■ Short exercise ■
Rewrite the listing lines starting at the line that contains "An instance of the dense" and ending at the line that contains "Target: dense foliage", switching "dense foliage" to "thick foliage" and keeping everything else the same. Return only those lines.
# # #
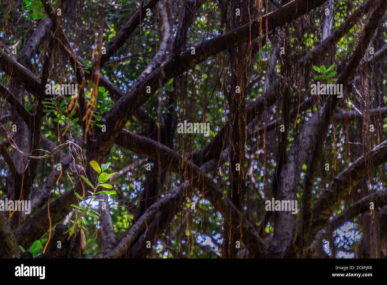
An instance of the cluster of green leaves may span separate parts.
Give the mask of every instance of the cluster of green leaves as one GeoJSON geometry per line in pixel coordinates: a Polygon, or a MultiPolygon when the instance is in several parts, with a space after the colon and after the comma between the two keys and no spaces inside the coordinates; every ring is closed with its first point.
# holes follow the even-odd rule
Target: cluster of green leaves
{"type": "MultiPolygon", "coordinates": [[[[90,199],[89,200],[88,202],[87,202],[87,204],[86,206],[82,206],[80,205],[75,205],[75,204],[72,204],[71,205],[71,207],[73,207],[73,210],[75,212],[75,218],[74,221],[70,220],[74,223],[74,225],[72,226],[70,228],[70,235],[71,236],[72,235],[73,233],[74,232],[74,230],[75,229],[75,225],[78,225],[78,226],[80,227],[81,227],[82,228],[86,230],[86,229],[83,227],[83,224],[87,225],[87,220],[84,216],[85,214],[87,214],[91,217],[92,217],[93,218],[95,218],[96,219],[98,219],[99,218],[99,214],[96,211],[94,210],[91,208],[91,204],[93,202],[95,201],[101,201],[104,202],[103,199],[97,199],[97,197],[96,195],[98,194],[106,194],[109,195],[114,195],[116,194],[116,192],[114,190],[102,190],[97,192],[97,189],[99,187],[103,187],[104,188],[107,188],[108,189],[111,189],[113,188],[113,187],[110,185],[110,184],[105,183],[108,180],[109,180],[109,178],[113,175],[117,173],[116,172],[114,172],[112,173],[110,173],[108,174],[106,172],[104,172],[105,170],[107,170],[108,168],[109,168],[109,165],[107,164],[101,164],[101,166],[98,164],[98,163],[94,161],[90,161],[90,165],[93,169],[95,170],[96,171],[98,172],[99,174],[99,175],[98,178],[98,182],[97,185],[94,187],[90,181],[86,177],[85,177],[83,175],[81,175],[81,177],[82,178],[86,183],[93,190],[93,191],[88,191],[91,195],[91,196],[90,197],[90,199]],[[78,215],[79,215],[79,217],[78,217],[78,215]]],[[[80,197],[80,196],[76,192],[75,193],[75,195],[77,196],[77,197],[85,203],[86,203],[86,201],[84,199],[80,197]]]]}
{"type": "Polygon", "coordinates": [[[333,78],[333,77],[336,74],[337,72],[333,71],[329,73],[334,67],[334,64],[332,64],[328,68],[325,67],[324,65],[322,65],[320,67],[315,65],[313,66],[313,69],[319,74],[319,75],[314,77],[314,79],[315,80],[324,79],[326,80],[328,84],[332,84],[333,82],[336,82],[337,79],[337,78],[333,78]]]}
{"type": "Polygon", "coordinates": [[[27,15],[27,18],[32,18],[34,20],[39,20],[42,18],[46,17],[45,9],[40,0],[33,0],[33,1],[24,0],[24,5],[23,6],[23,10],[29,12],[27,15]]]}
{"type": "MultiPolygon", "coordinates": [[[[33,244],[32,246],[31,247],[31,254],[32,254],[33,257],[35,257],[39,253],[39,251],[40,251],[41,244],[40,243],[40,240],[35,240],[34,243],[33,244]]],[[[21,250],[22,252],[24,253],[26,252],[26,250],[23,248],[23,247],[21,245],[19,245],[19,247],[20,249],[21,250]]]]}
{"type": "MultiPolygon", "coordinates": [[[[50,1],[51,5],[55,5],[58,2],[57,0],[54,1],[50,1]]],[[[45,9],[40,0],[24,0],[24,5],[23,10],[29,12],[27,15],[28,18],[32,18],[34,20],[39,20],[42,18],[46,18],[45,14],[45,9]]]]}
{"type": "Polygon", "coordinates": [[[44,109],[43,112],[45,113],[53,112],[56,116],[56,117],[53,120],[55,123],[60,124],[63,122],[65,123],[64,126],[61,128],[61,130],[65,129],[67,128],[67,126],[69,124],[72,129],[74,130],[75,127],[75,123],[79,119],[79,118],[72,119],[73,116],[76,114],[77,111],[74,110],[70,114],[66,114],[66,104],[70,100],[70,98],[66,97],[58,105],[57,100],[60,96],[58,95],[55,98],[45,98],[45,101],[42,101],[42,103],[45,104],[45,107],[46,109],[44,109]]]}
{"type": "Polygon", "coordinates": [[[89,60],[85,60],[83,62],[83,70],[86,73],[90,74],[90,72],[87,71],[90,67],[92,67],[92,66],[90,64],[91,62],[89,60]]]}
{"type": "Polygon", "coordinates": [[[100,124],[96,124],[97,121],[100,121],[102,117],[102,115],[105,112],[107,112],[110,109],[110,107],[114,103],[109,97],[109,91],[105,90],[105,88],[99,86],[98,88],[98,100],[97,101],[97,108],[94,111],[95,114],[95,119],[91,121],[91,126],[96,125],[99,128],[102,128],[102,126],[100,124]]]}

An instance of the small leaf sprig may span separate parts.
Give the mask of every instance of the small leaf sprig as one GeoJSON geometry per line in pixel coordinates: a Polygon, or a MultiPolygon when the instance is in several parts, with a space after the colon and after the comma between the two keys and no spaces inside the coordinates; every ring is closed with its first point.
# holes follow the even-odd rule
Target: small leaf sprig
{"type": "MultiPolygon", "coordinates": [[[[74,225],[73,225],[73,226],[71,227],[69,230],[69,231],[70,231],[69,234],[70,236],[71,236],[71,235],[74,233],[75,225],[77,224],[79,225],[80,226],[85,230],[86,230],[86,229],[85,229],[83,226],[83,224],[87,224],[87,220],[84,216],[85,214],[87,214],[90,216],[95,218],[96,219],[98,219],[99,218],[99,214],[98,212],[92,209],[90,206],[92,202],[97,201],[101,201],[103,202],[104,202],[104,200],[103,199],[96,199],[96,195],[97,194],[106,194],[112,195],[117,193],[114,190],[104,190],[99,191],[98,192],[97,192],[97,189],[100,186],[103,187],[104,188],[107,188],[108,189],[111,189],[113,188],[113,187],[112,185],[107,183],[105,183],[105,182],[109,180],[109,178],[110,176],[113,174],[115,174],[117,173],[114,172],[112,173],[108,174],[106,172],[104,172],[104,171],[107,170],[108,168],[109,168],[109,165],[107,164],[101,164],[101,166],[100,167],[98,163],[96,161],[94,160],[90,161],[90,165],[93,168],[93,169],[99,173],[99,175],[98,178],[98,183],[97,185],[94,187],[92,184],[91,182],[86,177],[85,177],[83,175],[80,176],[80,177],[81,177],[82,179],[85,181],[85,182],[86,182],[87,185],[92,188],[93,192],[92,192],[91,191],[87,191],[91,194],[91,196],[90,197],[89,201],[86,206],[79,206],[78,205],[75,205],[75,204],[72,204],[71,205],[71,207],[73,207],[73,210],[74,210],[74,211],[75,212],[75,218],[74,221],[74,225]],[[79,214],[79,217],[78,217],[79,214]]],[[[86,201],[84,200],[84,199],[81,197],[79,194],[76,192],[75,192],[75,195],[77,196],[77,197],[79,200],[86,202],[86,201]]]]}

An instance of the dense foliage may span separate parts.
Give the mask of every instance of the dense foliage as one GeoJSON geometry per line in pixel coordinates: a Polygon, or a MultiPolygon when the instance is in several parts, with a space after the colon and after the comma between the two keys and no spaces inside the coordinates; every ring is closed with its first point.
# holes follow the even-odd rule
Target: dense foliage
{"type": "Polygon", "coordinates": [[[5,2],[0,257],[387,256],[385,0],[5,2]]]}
# # #
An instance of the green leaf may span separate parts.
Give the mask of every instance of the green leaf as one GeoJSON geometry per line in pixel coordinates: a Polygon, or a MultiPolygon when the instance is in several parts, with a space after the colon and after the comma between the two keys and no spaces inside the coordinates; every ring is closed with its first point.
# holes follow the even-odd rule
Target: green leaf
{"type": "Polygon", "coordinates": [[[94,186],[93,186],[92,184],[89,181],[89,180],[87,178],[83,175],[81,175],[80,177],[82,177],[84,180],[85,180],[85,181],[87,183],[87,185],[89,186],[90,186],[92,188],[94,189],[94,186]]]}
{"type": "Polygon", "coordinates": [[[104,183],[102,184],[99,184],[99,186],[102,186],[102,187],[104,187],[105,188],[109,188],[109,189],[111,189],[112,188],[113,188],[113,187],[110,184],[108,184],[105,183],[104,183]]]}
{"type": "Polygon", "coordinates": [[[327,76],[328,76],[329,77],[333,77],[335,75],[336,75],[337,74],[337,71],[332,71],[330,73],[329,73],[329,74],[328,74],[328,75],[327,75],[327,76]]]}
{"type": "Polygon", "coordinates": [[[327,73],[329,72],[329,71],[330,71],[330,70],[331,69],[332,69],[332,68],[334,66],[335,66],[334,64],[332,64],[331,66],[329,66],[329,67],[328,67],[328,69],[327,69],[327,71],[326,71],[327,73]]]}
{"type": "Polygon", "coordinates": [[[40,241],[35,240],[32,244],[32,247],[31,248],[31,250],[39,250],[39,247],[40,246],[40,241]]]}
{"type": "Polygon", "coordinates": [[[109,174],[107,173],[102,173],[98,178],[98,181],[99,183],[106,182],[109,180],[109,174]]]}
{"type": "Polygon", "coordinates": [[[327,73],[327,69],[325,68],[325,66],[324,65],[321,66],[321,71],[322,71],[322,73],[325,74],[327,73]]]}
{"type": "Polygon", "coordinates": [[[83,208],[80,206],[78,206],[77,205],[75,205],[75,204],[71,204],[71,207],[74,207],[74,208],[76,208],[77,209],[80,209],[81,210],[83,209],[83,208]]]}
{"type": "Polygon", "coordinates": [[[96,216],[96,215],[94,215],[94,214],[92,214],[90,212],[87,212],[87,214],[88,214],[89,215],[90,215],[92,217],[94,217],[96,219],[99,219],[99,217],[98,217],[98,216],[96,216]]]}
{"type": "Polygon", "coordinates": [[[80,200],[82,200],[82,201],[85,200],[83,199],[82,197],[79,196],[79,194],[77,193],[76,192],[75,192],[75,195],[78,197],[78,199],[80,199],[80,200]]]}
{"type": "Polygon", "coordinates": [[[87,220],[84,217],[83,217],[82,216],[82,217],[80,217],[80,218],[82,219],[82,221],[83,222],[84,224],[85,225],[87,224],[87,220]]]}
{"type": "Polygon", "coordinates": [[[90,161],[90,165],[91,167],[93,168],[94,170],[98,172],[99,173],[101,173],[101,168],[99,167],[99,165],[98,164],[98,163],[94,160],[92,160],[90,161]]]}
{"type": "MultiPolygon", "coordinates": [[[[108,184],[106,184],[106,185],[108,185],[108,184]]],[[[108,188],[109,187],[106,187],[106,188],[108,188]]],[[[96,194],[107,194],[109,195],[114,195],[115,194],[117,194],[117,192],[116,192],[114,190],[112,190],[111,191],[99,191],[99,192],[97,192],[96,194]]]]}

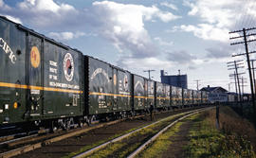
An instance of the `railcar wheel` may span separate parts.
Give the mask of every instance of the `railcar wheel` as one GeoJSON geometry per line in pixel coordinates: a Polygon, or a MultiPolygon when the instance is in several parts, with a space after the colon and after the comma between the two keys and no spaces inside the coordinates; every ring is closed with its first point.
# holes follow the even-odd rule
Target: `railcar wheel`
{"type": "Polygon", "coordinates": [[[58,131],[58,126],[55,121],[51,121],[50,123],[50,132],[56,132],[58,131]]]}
# # #
■ The answer ■
An instance of the thick foliage may span separate parts.
Give the mask of every instance of the thick foliage as one GeoJSON geometry per line in pixel coordinates: a Polygon, or a MultiPolygon when the instance is in several parts, with a space after the colon and after the comma between the two keys and no spaces inside the coordinates; every ring is closed with its first point.
# holes follow the even-odd rule
Target: thick foliage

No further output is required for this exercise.